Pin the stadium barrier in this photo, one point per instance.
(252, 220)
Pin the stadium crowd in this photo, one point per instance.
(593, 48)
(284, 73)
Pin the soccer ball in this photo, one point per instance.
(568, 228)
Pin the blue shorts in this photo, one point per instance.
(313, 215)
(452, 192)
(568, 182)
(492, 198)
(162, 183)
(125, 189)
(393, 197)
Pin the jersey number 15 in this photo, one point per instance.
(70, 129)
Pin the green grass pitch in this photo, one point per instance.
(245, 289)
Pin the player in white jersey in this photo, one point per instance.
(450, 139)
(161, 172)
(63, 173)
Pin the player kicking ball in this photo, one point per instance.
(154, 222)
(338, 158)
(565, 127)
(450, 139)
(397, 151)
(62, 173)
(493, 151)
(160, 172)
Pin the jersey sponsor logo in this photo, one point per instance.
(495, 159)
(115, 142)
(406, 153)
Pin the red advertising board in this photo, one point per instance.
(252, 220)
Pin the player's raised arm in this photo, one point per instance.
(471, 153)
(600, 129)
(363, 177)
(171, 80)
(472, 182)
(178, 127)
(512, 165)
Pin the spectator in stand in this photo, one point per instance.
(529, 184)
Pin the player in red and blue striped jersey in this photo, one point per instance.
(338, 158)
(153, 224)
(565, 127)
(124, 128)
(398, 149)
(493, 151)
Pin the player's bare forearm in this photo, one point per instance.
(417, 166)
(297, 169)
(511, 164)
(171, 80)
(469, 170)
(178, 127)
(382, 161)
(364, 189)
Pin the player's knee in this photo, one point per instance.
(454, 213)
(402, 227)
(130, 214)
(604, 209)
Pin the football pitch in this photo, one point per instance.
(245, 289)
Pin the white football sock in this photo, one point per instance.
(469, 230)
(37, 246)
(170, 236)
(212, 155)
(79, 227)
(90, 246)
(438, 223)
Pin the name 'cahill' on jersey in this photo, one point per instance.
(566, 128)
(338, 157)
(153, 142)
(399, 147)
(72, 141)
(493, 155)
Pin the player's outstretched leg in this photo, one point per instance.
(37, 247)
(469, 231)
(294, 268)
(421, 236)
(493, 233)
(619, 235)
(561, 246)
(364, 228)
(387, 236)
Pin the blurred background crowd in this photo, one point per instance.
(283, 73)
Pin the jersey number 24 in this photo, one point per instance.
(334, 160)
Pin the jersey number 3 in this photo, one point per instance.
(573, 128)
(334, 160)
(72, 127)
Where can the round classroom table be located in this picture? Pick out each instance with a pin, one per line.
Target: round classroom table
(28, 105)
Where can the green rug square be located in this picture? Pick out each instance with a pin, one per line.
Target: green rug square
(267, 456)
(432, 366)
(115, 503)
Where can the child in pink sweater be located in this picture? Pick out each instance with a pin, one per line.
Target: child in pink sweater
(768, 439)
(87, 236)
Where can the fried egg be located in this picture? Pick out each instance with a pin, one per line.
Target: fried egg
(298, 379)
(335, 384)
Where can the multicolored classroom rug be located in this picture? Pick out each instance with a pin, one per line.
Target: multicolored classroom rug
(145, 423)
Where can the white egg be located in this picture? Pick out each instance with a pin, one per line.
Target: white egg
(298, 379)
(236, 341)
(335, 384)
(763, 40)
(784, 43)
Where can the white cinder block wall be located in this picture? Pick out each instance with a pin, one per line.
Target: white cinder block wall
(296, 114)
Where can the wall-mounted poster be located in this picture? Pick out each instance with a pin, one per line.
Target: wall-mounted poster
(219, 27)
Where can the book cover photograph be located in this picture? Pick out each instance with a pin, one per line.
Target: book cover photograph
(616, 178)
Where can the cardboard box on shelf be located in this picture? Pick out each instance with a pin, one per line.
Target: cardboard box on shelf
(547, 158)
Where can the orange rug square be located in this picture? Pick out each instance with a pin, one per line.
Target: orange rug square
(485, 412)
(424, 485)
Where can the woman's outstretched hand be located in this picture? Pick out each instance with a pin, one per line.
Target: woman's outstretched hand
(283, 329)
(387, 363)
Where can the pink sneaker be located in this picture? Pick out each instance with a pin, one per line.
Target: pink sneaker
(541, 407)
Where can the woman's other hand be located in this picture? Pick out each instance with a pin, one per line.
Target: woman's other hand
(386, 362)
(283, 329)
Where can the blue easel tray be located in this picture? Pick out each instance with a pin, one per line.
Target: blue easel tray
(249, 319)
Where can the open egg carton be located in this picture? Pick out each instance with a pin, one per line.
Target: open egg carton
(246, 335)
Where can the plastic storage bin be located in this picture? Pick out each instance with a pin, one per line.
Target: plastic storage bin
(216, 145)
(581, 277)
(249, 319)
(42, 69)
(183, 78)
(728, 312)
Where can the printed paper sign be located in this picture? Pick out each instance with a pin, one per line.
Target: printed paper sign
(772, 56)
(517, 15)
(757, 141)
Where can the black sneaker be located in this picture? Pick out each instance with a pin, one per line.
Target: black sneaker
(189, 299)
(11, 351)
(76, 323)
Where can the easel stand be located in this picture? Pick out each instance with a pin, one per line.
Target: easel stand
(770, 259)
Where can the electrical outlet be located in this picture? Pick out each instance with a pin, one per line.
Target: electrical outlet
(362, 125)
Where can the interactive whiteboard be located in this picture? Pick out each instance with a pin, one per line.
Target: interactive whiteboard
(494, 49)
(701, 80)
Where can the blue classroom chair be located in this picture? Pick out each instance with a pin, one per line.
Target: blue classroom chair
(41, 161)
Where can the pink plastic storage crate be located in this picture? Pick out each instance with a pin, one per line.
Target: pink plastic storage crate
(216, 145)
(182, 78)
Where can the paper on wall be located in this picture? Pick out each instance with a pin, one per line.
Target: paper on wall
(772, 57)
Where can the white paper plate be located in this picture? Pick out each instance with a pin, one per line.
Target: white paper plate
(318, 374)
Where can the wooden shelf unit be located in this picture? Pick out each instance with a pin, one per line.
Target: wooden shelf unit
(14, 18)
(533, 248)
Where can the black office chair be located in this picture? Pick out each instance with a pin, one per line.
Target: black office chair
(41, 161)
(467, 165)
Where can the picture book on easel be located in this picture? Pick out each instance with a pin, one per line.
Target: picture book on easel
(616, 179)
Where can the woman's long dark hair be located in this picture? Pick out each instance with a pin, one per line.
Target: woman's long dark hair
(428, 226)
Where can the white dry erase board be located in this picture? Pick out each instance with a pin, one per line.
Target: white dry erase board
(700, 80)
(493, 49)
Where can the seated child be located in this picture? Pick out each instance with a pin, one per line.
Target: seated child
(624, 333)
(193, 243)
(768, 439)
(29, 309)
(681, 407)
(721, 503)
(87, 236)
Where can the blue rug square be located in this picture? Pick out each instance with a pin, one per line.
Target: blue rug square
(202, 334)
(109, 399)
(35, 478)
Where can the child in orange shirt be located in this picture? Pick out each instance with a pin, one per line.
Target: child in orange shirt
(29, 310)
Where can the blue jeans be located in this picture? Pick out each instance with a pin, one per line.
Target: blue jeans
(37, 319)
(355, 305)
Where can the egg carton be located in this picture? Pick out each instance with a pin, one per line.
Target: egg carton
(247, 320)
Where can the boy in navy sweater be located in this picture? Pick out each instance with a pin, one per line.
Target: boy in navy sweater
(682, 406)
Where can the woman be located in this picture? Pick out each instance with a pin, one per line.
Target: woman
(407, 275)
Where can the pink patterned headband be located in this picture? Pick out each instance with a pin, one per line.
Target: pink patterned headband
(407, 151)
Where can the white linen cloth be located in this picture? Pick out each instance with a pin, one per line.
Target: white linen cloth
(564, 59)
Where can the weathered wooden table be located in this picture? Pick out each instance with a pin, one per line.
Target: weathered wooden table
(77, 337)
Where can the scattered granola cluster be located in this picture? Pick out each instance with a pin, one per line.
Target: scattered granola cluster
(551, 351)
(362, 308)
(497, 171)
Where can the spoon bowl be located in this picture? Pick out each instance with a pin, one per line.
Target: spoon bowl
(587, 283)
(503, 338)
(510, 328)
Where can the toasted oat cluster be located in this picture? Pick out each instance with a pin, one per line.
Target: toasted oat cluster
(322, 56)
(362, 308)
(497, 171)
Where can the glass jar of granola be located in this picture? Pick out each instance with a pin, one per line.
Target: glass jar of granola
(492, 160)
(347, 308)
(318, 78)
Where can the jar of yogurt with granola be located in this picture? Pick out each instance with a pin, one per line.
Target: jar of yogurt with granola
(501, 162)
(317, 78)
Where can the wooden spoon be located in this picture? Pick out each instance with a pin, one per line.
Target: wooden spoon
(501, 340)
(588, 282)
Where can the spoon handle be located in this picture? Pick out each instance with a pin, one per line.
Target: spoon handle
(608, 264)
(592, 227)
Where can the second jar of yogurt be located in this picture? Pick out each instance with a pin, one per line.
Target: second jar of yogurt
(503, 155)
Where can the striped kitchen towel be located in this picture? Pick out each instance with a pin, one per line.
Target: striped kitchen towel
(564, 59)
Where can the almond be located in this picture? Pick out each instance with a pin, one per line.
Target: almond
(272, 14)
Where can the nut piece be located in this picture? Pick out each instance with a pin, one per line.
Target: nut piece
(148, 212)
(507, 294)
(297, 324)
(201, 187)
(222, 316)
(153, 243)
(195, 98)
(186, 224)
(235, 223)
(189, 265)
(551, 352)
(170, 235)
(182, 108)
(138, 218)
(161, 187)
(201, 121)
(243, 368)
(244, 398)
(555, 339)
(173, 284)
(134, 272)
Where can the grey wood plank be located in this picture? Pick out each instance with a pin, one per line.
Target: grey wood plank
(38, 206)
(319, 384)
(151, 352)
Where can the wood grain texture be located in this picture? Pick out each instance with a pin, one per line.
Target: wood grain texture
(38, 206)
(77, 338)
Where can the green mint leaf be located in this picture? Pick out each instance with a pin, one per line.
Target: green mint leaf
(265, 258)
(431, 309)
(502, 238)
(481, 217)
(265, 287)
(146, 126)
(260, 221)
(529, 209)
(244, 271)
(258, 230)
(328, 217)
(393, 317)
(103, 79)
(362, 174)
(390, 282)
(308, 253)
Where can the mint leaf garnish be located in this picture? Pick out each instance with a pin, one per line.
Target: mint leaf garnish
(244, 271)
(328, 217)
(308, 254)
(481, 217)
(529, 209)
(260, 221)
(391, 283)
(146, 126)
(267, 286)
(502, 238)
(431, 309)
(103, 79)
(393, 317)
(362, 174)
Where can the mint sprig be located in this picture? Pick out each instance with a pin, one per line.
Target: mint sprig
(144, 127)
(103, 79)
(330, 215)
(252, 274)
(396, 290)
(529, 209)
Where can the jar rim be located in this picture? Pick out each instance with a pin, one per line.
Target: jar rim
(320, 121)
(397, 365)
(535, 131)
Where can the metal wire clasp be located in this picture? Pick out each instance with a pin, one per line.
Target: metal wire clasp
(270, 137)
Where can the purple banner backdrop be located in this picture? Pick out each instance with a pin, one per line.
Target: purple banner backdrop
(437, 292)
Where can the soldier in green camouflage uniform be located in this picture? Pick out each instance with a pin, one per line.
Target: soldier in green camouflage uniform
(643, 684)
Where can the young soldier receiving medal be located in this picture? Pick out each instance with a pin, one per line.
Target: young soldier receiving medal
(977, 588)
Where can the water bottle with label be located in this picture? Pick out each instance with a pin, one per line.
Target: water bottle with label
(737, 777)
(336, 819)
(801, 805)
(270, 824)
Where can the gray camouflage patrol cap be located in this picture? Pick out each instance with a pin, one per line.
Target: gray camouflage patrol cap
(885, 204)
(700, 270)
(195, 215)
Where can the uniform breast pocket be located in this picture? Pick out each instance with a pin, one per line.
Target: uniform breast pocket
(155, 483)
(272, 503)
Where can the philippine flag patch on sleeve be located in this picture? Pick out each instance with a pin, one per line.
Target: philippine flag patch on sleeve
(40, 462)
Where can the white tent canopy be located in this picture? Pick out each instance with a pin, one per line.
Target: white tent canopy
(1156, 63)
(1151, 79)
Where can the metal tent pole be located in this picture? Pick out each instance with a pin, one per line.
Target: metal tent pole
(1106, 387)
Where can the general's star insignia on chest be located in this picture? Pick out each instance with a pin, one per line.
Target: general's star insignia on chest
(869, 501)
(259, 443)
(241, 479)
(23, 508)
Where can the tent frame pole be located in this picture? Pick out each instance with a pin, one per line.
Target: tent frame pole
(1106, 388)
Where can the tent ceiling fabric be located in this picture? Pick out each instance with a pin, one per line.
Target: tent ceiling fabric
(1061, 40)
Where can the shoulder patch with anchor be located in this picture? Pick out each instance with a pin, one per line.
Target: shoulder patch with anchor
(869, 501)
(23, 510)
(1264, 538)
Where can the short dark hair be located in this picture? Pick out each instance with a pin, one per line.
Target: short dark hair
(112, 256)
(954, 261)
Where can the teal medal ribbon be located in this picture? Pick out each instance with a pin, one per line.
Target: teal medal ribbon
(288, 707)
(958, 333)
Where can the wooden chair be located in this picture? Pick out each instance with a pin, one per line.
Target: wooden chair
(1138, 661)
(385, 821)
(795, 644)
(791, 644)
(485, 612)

· · ·

## [WHAT YOU HAVE TO DO]
Locate the line that contains "Where can the metal tent". Repeat it and every line after it, up to and including the final line, exactly.

## [EXERCISE OUTPUT]
Where can the metal tent pole be located in this picture? Pick out each instance with a pin, one per line.
Target: metal tent pole
(1106, 387)
Where can the general's star insignia on chest be located in this picture? Pick out each instance with a pin, one per line.
Target: general's star insignia on chest
(869, 501)
(259, 443)
(241, 479)
(23, 508)
Where can the tent frame pole be located in this picture? Pick out each instance with a pin, one per line.
Target: tent frame pole
(1106, 388)
Where can the tent ceiling fabric be located in this picture? Pick out each instance with a pin, one per line.
Target: tent ceiling fabric
(1061, 40)
Where can the shoulder patch with anchor be located in this picture? Pick out each instance with a pin, one per line.
Target: shoulder patch with anchor
(869, 501)
(23, 510)
(1264, 538)
Where can the short dark hair be located in this picture? Pick out each instance with a pin, one per line.
Target: short dark hair
(112, 256)
(954, 261)
Where can the teal medal ribbon be located in this picture? Pick out each instance with a pin, one per line.
Target: teal medal ribbon
(288, 707)
(958, 333)
Where can the wooden chair be located in this picture? Pick out each instance with a pin, one per line.
Target: wooden chair
(1138, 661)
(385, 821)
(795, 644)
(791, 644)
(485, 612)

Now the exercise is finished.